◆ Exercise: Return the data below unchanged, line for line.

(Source records)
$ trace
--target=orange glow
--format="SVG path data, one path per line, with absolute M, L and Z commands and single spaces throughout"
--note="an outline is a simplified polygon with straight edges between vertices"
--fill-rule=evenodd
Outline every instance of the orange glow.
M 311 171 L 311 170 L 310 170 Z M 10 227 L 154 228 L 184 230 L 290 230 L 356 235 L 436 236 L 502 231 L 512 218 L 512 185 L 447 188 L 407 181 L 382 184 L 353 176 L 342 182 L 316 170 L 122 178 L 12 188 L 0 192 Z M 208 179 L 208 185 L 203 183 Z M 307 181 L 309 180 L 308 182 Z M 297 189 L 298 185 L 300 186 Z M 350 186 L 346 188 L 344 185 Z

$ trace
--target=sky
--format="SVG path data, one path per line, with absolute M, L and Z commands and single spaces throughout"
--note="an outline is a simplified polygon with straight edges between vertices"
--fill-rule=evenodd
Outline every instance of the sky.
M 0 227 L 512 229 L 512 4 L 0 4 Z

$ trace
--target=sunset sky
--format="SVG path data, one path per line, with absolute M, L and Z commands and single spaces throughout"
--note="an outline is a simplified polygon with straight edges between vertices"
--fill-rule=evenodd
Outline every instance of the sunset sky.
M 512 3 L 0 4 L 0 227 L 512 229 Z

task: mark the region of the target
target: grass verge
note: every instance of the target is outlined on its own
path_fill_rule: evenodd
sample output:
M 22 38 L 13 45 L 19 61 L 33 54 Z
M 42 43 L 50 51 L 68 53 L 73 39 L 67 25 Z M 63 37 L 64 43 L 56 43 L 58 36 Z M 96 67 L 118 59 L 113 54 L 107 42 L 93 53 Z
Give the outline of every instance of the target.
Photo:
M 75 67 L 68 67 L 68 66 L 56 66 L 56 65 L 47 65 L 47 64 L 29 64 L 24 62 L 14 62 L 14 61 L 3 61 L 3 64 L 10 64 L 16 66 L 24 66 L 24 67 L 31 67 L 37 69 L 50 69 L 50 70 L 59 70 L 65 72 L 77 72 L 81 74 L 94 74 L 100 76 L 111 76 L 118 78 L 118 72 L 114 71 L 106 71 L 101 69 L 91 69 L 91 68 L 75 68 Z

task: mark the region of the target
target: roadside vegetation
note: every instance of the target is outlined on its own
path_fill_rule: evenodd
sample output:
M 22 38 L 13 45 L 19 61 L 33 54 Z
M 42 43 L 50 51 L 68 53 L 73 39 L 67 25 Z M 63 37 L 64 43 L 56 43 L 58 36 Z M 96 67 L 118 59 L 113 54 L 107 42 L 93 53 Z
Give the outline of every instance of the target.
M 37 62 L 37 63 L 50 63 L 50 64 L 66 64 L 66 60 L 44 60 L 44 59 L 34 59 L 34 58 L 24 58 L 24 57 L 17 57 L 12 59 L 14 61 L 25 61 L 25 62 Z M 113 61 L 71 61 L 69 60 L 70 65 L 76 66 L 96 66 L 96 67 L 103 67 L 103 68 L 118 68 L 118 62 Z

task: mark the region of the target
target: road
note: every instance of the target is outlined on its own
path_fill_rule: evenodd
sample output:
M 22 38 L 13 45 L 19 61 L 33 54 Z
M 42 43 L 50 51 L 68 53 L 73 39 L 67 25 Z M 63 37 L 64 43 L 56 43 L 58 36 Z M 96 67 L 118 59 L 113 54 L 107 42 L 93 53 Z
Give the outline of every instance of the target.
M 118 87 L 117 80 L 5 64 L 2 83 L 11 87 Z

◆ Exercise response:
$ trace
--target=orange glow
--format="SVG path data, one path per line, with absolute M, L and Z commands and single spaces throughout"
--note="an outline is a simplified polygon with straight edges between vertices"
--fill-rule=evenodd
Outline every instance of the orange glow.
M 311 171 L 311 170 L 310 170 Z M 10 227 L 154 228 L 184 230 L 290 230 L 356 235 L 436 236 L 502 231 L 512 218 L 512 185 L 447 188 L 407 181 L 382 184 L 353 176 L 342 182 L 316 170 L 122 178 L 12 188 L 0 192 Z M 208 179 L 208 185 L 203 183 Z M 307 181 L 309 180 L 308 182 Z M 297 189 L 298 185 L 300 186 Z M 350 186 L 346 188 L 344 185 Z

$ trace
--target=sky
--format="SVG path data, one path per line, with absolute M, L and Z commands and single spaces throughout"
--note="an outline is a simplified polygon with straight edges between vertices"
--fill-rule=evenodd
Outline every instance of the sky.
M 0 227 L 512 229 L 512 4 L 0 4 Z

$ trace
--target=sunset sky
--format="SVG path data, one path per line, with absolute M, L and Z commands and single spaces throughout"
--note="an outline is a simplified polygon with straight edges between vertices"
--fill-rule=evenodd
Outline every instance of the sunset sky.
M 512 3 L 0 4 L 0 227 L 512 229 Z

task: mark the region of the target
target: grass verge
note: every instance of the target is outlined on its own
path_fill_rule: evenodd
sample output:
M 22 38 L 13 45 L 19 61 L 33 54 Z
M 42 43 L 50 51 L 68 53 L 73 39 L 67 25 Z M 63 37 L 64 43 L 56 43 L 58 36 Z M 96 67 L 118 59 L 113 54 L 107 42 L 93 53 Z
Give the outline of every instance of the target.
Photo:
M 75 67 L 68 67 L 68 66 L 56 66 L 56 65 L 47 65 L 47 64 L 29 64 L 24 62 L 14 62 L 14 61 L 3 61 L 3 64 L 10 64 L 16 66 L 24 66 L 24 67 L 31 67 L 37 69 L 50 69 L 50 70 L 59 70 L 65 72 L 77 72 L 81 74 L 94 74 L 100 76 L 111 76 L 118 78 L 118 72 L 114 71 L 106 71 L 101 69 L 91 69 L 91 68 L 75 68 Z

task: mark the region of the target
target: roadside vegetation
note: every instance of the target is outlined on its own
path_fill_rule: evenodd
sample output:
M 22 38 L 13 45 L 19 61 L 33 54 Z
M 42 43 L 50 51 L 68 53 L 73 39 L 67 25 Z M 63 37 L 64 43 L 56 43 L 58 36 Z M 96 67 L 118 59 L 113 54 L 107 42 L 93 53 Z
Give the outline of every instance of the target.
M 37 62 L 37 63 L 50 63 L 50 64 L 66 64 L 66 60 L 44 60 L 44 59 L 34 59 L 34 58 L 24 58 L 24 57 L 17 57 L 12 59 L 14 61 L 25 61 L 25 62 Z M 113 61 L 71 61 L 69 60 L 70 65 L 76 66 L 96 66 L 96 67 L 103 67 L 103 68 L 118 68 L 118 62 Z

task: mark the region of the target
target: road
note: every instance of the target is outlined on its own
path_fill_rule: evenodd
sample output:
M 22 38 L 13 45 L 19 61 L 33 54 Z
M 42 43 L 50 51 L 68 53 L 73 39 L 67 25 Z M 63 37 L 64 43 L 56 43 L 58 36 Z M 96 67 L 118 59 L 113 54 L 107 42 L 93 53 Z
Give the outline of every instance of the target.
M 118 87 L 117 80 L 5 64 L 2 83 L 11 87 Z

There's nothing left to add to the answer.